Material for this task:
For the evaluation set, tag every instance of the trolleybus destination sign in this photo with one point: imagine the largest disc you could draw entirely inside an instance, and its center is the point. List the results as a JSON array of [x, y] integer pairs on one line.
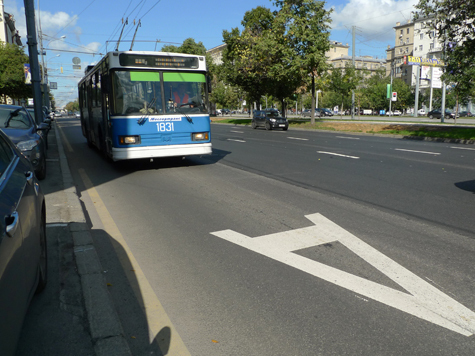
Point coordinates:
[[418, 61]]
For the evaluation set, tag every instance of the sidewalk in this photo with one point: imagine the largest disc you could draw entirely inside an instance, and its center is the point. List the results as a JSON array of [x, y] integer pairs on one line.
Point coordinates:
[[74, 315]]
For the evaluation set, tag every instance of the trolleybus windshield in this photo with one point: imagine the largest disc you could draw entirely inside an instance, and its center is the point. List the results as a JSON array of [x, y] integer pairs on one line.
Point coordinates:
[[156, 93]]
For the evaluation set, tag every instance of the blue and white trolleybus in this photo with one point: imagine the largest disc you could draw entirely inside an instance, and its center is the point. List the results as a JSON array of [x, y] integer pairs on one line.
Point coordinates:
[[146, 104]]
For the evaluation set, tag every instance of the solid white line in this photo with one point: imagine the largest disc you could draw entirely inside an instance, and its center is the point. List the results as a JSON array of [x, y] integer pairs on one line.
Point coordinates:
[[463, 148], [338, 154], [230, 139], [349, 138], [297, 138], [429, 153]]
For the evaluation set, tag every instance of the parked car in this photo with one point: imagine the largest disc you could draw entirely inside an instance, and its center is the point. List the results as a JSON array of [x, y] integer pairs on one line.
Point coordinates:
[[394, 113], [327, 112], [465, 114], [19, 126], [23, 253], [270, 119], [437, 113], [318, 113]]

Objective:
Please repeat the data from the line containing "For the evaluation set, tag every instance of the sidewalk" through the end, requests included. Multiply every point coordinate in the answers by 2.1 and round to whole numbers, with halves rounded up.

Response to this exercise:
For the evaluation set, tag every instance of the sidewalk in this photo with one point: imagine the largest disc you could draw entirely inside an instance, and its center is the point. List the results as a JSON array of [x, y] integer pairs on one line.
Point coordinates:
[[155, 662]]
For the evaluation set, tag every instance of the trolleybus windshield in this photo with one point: imagine the largest disc you could draw entirely inside an instance, and its center is the point. List the results as a JSON array of [x, y] integer pairs on one line.
Point coordinates:
[[328, 195]]
For the evaluation set, tag every instance of the blue and white trolleybus in this photo with one point: imagine the largest disc you could draw entirely inside an instance, and its center is the point. List the results as a JSON array of [x, y] integer pairs on one line.
Point coordinates:
[[307, 218]]
For the evaluation set, tag every instance of the solid white line in this photo with one point: imagine the largest disc you could draw entirely inside an instance, and its center is the point. List the results as a JSON array of [x, y] integer pairs on one line.
Point coordinates:
[[972, 311], [710, 323], [483, 292], [733, 290], [624, 290], [901, 321]]
For the evaluation set, tag every instance of the parked car in this photo with one point: imagine the largest disc you could draw entirely inside an instance, and its center is the point. List the results as a JSON array of [x, y] integer pairs on one line.
Point coordinates:
[[827, 237], [687, 235], [977, 239], [40, 265], [48, 531], [567, 250], [918, 237], [668, 237]]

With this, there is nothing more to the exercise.